Retype the records that come next, word for word.

— Working data —
===

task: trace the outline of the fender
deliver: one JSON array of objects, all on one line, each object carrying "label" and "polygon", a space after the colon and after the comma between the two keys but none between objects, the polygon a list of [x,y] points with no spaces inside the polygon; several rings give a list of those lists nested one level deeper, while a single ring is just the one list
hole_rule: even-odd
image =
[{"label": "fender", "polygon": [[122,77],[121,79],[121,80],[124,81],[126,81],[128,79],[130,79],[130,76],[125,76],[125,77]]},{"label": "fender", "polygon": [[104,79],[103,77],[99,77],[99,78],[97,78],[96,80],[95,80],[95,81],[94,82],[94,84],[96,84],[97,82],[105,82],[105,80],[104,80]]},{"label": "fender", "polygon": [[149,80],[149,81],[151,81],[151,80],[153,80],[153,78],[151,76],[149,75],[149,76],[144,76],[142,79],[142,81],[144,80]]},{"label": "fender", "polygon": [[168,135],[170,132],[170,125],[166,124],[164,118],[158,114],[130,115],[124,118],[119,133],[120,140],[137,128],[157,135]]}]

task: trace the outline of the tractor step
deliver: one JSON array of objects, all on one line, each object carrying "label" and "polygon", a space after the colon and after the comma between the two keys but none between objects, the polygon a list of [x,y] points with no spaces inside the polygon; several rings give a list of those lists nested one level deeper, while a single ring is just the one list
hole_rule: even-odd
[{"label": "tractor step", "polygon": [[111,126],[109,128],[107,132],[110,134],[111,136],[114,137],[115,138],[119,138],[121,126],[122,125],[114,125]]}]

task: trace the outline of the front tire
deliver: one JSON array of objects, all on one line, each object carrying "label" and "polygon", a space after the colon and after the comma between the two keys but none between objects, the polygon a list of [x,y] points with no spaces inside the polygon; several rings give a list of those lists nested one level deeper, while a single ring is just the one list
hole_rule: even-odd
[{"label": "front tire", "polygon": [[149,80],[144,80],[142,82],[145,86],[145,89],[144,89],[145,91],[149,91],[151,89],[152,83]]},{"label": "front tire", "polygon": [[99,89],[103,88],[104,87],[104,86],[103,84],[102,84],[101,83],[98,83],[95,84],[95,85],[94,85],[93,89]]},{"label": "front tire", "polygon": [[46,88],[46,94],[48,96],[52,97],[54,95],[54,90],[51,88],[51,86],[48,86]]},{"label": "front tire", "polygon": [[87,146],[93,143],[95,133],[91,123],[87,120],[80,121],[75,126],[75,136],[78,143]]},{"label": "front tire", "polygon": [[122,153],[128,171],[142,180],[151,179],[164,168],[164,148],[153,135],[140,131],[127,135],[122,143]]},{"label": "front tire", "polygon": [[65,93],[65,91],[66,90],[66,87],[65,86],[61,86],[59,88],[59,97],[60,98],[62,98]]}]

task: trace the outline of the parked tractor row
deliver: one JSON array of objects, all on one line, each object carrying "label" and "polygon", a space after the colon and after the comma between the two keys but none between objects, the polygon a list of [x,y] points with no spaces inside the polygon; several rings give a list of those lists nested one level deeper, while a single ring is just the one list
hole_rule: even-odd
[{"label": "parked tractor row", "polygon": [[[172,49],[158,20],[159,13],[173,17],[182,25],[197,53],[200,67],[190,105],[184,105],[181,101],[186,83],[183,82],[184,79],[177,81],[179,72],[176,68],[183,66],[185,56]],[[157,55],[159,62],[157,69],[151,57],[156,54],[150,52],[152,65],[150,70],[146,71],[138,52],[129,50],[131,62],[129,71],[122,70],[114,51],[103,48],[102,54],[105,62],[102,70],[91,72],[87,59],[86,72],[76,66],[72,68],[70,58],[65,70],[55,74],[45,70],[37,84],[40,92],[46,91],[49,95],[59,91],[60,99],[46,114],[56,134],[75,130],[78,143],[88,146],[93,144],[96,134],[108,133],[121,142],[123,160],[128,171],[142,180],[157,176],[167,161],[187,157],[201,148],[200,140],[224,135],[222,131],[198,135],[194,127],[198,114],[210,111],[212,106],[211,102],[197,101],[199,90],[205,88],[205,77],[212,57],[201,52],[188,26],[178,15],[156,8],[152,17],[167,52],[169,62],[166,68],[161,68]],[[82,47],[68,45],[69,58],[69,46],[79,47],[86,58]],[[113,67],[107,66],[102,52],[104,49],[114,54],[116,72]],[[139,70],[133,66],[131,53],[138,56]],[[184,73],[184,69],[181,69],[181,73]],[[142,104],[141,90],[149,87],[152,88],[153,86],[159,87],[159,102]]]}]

===

— Problem solution —
task: trace the outline of the fender
deliver: one JSON array of objects, all on one line, each object carrying "label" and "polygon", a space after the colon and after the comma between the two keys but none between objects, the polygon a list of [x,y] points with no spaces inside the polygon; several rings give a list of those lists nested one level deeper, while a single ring is just the one list
hole_rule: even-odd
image =
[{"label": "fender", "polygon": [[122,77],[121,79],[121,80],[124,81],[126,81],[128,79],[130,79],[130,76],[125,76],[125,77]]},{"label": "fender", "polygon": [[104,79],[103,77],[99,77],[99,78],[97,78],[96,80],[95,80],[95,81],[94,82],[94,84],[96,84],[97,82],[105,82],[105,80],[104,80]]},{"label": "fender", "polygon": [[149,80],[149,81],[151,81],[151,80],[153,80],[153,78],[151,76],[149,75],[149,76],[144,76],[142,79],[142,81],[144,80]]},{"label": "fender", "polygon": [[168,135],[170,132],[170,125],[166,124],[164,118],[158,114],[130,115],[124,118],[119,133],[120,140],[137,128],[157,135]]}]

task: trace the outline of the tractor step
deliver: one JSON array of objects, all on one line, each object carrying "label" and "polygon", a space after the colon and after the comma between the two keys but none between objects, the polygon a list of [x,y] points with no spaces inside the polygon; several rings give a list of those lists nested one level deeper, while a single ring is just the one list
hole_rule: even-odd
[{"label": "tractor step", "polygon": [[111,126],[109,128],[107,132],[110,134],[111,136],[114,137],[115,138],[119,138],[121,126],[122,125],[114,125]]}]

task: trace the outline of the front tire
deliver: one JSON array of objects, all on one line, each object carrying "label" and "polygon", a space after the colon and after the comma between the two keys but none between objects, the polygon a list of [x,y] points with no spaces inside the polygon; several rings give a list of those lists nested one level deeper, while a single ring is just the one list
hole_rule: even-odd
[{"label": "front tire", "polygon": [[149,80],[144,80],[142,82],[145,86],[145,89],[144,89],[145,91],[149,91],[151,89],[152,83]]},{"label": "front tire", "polygon": [[99,89],[103,88],[104,87],[104,86],[103,84],[102,84],[101,83],[98,83],[95,84],[95,85],[94,85],[93,89]]},{"label": "front tire", "polygon": [[46,88],[46,94],[48,96],[52,97],[54,95],[54,90],[51,88],[51,86],[48,86]]},{"label": "front tire", "polygon": [[87,146],[93,143],[95,133],[91,123],[87,120],[80,121],[75,126],[75,136],[78,143]]},{"label": "front tire", "polygon": [[122,153],[128,171],[142,180],[151,179],[164,168],[164,148],[153,135],[140,131],[127,135],[122,143]]},{"label": "front tire", "polygon": [[65,93],[65,91],[66,90],[66,87],[65,86],[61,86],[59,88],[59,97],[60,98],[62,98]]}]

task: trace the outline of the parked tractor row
deliver: one JSON array of objects, all on one line, each object carrying "label" and "polygon", a space after the colon and after the comma between the two keys but none between objects, the polygon a list of [x,y] points with no spaces inside the polygon; several rings give a list of those lists nested one level deeper, while a single ring is just the one list
hole_rule: even-odd
[{"label": "parked tractor row", "polygon": [[[172,49],[158,20],[159,13],[173,17],[182,25],[197,53],[200,67],[190,105],[184,105],[181,101],[186,83],[183,82],[184,79],[177,81],[179,72],[176,68],[183,66],[185,56]],[[157,55],[159,62],[157,69],[151,57],[156,54],[150,52],[152,65],[150,70],[146,71],[138,52],[129,50],[131,62],[129,71],[122,70],[114,51],[103,48],[102,54],[105,62],[102,70],[91,72],[87,59],[86,72],[76,66],[72,68],[70,58],[65,70],[55,74],[45,70],[37,84],[40,92],[46,91],[49,95],[59,91],[60,99],[46,114],[56,134],[75,130],[78,143],[88,146],[93,144],[96,134],[108,133],[121,142],[123,160],[128,171],[142,180],[157,176],[167,161],[187,157],[201,148],[200,140],[224,135],[222,131],[198,135],[194,127],[198,114],[210,111],[212,106],[211,102],[197,101],[199,90],[205,88],[205,77],[212,57],[201,52],[188,26],[178,15],[156,8],[152,17],[167,52],[169,62],[166,68],[161,68]],[[82,47],[68,45],[69,58],[69,46],[79,47],[86,58]],[[113,67],[107,66],[102,52],[104,49],[114,54],[116,72]],[[139,70],[133,66],[131,53],[138,56]],[[184,73],[184,69],[181,69],[181,73]],[[142,104],[141,90],[149,87],[152,88],[153,86],[159,87],[159,102]]]}]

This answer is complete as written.